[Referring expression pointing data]
__________

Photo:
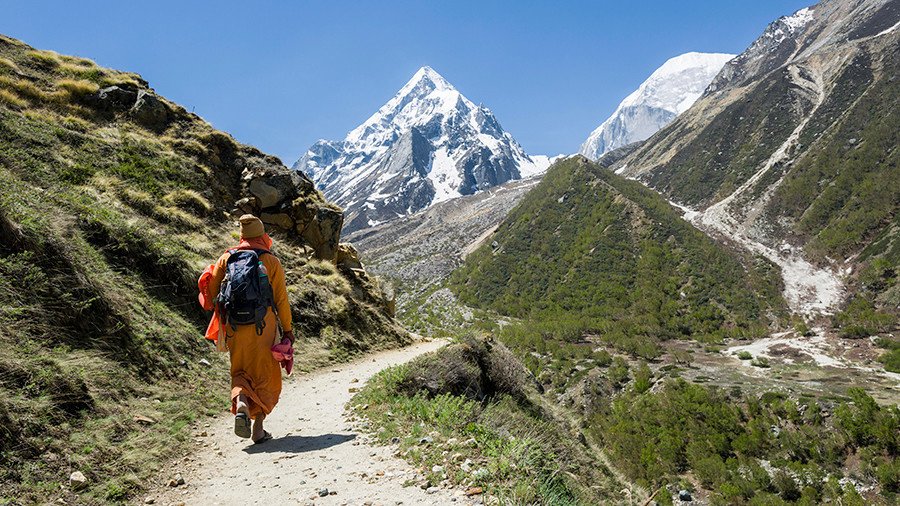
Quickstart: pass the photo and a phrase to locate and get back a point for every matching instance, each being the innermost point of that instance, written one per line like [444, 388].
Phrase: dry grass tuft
[6, 63]
[46, 58]
[23, 88]
[78, 87]
[76, 123]
[188, 200]
[122, 79]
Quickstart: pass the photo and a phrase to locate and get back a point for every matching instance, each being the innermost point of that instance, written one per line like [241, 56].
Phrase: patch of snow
[669, 91]
[444, 177]
[799, 19]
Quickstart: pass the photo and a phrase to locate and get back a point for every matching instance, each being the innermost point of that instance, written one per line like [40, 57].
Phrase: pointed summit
[427, 144]
[428, 74]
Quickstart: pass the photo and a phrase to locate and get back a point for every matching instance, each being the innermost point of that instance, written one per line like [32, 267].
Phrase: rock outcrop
[288, 201]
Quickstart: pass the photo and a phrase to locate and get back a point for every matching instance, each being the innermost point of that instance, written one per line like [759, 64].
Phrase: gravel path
[315, 448]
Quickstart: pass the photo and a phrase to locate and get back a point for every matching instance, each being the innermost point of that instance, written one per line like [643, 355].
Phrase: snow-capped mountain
[426, 145]
[670, 90]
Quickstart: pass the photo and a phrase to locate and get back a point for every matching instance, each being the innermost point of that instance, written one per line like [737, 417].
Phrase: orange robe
[254, 372]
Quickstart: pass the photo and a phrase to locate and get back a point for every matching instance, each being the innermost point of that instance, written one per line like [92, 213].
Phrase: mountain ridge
[666, 93]
[427, 144]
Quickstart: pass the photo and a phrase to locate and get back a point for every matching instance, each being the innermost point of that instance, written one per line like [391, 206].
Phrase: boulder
[280, 220]
[348, 256]
[247, 205]
[77, 480]
[323, 231]
[150, 111]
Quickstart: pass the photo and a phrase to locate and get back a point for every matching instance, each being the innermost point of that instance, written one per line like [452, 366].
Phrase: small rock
[77, 480]
[143, 419]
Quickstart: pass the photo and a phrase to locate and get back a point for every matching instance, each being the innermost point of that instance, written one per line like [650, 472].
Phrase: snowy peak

__________

§ **WHAT THE EXERCISE ASKS**
Search the entries for the line holding "Phrase: rock outcrop". Return that line and the ones after it through the last, exactly.

§ **WRITTEN SOLUTION**
Phrase: rock outcrop
[288, 201]
Quickstart: pass the photo and a phrase to locate and get back a point for every matching instance, each being the innermost point of that instance, written one per line like [759, 64].
Phrase: gravel path
[315, 448]
Quickstart: pass the photo and a phrase to locate and get back a point for every matching instance, each being the innermost point of that instance, written one per line like [643, 355].
Phrase: snow-capped mountain
[426, 145]
[670, 90]
Quickstart: pass the photo and a phrase to locate and get back a point for every matching instance, each being the innermost point of that instance, written one per line like [737, 417].
Phrase: orange robe
[254, 372]
Quickstart: pass the photo and a phrase to locate and get back a point for every matching instance, each being the innermost point of that instance, written one per line like [92, 213].
Phrase: mountain ridge
[666, 93]
[427, 144]
Quickstart: pass the photo and a phrase to locate and get back a point for every matching instance, each being the innermost point of that instance, written one per line like [391, 206].
Phrase: boulder
[280, 220]
[348, 256]
[247, 205]
[77, 480]
[323, 231]
[150, 111]
Quickstart: pass the photo and a phrase to locate and get back a point for every matching instance, each being the innermost point of that instance, written one per line like [452, 366].
Phrase: small rock
[77, 480]
[143, 419]
Quickstart: pass the photo and a phrase to locate and get back a point for every matching instance, each being the innermost point of that instance, written one per line like [650, 472].
Phrase: snowy peak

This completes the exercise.